## Requirement
Count the lines in the records below that contain the string "leaf", matching case exactly, and reply with the number alone.

(Coordinate annotation records)

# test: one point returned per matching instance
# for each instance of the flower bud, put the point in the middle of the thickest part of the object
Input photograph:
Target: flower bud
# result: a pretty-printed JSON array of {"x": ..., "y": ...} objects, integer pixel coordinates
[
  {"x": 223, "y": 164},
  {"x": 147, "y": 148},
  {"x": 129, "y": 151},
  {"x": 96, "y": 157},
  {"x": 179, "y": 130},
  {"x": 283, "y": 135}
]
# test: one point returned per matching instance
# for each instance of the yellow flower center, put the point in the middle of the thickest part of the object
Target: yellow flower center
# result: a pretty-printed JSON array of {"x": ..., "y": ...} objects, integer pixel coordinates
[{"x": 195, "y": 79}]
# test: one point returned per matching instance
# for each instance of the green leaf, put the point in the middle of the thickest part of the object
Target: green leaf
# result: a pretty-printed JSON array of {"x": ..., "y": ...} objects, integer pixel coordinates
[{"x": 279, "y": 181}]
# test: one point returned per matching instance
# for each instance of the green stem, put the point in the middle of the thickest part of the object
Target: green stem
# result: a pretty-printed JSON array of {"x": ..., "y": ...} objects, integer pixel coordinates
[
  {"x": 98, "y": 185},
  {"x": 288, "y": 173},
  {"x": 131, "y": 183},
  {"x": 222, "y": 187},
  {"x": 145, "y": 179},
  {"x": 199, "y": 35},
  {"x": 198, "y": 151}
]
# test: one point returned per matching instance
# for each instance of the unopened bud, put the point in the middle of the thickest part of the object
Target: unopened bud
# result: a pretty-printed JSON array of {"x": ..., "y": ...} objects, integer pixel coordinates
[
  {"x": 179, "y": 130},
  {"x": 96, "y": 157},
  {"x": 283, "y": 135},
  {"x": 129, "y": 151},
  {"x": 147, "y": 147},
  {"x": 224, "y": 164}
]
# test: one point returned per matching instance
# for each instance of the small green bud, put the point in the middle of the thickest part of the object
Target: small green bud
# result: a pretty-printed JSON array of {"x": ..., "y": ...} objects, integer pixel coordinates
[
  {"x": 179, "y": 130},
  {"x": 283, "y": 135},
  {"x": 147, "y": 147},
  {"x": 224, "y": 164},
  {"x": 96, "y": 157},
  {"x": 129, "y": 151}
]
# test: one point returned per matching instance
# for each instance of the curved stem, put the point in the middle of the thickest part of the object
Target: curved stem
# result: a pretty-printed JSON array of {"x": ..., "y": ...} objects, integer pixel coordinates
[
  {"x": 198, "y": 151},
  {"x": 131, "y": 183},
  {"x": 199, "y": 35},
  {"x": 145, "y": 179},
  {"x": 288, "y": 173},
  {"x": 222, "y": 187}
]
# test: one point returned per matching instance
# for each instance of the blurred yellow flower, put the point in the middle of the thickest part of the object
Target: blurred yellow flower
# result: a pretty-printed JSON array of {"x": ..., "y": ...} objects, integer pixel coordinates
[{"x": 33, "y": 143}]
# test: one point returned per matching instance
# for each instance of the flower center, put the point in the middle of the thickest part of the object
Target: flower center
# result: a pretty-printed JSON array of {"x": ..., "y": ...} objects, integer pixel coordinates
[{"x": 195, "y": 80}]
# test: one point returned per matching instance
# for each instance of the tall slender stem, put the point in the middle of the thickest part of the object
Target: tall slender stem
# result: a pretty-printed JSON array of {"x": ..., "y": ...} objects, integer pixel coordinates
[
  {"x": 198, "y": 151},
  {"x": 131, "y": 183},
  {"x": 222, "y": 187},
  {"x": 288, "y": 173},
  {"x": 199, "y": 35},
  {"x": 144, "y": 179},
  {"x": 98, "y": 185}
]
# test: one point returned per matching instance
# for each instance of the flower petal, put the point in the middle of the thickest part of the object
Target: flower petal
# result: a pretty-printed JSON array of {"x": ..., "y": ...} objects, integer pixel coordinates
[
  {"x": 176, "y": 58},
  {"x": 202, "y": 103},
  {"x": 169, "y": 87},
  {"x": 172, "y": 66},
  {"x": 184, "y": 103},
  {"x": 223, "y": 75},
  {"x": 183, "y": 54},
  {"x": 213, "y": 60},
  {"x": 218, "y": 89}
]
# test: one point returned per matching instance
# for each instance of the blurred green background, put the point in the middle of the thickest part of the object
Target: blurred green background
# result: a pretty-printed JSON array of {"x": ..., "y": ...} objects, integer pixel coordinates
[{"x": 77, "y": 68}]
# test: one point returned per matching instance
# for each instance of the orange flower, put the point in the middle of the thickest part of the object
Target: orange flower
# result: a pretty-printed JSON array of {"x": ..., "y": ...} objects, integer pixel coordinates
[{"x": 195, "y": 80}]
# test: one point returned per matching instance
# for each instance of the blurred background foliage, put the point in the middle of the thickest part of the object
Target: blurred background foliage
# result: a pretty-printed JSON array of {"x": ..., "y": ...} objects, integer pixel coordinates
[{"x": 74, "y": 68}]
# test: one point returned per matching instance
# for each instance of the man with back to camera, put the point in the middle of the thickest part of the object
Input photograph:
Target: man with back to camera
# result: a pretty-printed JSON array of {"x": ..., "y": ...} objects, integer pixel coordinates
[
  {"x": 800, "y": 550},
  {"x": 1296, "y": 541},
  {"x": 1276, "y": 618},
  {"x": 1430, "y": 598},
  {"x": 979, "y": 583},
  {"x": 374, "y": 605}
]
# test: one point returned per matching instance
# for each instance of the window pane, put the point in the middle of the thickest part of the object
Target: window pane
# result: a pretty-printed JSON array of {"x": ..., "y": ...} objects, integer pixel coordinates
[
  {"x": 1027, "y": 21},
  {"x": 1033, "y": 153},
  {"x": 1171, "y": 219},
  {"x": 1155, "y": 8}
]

--

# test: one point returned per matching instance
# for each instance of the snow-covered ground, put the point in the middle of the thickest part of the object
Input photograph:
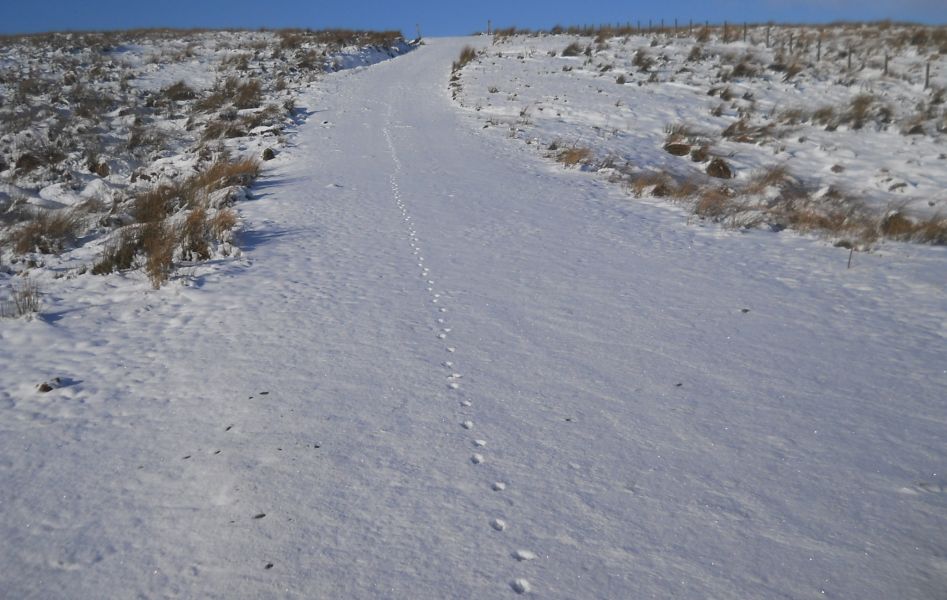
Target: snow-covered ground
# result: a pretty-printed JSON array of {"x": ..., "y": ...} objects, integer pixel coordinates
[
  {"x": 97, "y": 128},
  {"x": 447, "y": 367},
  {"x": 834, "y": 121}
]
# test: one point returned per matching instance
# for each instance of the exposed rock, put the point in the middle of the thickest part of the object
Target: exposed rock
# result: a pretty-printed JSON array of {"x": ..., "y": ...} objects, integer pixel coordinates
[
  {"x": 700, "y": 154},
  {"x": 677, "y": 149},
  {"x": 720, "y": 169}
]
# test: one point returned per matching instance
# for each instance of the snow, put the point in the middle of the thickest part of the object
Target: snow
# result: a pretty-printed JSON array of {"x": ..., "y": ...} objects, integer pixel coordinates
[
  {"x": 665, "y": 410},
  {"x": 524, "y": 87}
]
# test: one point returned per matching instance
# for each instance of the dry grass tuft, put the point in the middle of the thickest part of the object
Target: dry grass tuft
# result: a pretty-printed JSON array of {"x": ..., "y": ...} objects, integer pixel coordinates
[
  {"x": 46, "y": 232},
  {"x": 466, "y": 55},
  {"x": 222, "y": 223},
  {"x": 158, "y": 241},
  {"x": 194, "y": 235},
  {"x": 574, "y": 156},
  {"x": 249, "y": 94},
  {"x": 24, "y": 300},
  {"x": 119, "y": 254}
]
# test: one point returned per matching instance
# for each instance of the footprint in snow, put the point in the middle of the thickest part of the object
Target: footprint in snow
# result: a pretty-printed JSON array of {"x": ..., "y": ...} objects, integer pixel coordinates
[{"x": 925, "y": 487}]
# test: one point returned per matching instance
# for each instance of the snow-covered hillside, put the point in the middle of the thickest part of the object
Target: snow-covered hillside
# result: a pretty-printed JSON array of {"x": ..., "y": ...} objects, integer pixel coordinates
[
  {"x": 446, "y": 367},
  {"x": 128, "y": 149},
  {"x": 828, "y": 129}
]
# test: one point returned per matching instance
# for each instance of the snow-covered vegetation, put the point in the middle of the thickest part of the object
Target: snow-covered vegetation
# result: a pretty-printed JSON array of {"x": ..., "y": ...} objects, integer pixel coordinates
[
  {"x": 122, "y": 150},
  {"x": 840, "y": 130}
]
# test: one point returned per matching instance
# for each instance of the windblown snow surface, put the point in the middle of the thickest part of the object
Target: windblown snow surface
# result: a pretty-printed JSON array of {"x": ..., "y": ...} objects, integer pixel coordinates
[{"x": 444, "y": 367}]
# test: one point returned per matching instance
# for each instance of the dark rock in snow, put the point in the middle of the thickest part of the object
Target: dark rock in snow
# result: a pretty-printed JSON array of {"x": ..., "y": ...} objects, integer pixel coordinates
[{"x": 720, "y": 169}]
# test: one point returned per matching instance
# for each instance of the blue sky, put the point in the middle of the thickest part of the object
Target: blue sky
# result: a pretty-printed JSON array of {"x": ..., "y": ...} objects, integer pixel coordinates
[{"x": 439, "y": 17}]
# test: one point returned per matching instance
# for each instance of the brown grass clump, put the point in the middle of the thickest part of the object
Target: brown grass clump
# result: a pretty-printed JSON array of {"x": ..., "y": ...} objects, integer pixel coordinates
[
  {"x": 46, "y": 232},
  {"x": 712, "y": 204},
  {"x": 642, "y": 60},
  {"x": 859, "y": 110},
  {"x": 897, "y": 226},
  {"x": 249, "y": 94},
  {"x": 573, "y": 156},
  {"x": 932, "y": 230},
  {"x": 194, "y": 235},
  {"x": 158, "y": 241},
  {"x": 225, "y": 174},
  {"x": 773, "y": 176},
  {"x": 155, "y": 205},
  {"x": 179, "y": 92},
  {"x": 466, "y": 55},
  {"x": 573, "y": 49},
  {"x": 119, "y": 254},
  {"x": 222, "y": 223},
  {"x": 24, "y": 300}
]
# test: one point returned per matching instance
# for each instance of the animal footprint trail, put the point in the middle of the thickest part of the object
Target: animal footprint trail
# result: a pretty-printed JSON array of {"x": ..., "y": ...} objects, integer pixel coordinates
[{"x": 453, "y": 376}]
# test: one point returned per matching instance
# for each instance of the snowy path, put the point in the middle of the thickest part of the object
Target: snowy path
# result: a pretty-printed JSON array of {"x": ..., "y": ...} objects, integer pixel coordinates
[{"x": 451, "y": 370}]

## Written solution
2